Short exercise
Lay out the material below as a two-column CSV headed instruction and answer. Give one row apiece, putting each text and its answer in a single quoted field with line breaks changed to spaces.

Source records
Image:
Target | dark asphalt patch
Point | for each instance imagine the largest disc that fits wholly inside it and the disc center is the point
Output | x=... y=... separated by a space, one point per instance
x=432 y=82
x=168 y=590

Final result
instruction,answer
"Image: Target | dark asphalt patch Point | for each instance imagine the largest disc that fits wholly inside it and the disc center is the point Output | x=... y=... separated by a space, one point per instance","x=432 y=82 x=168 y=590"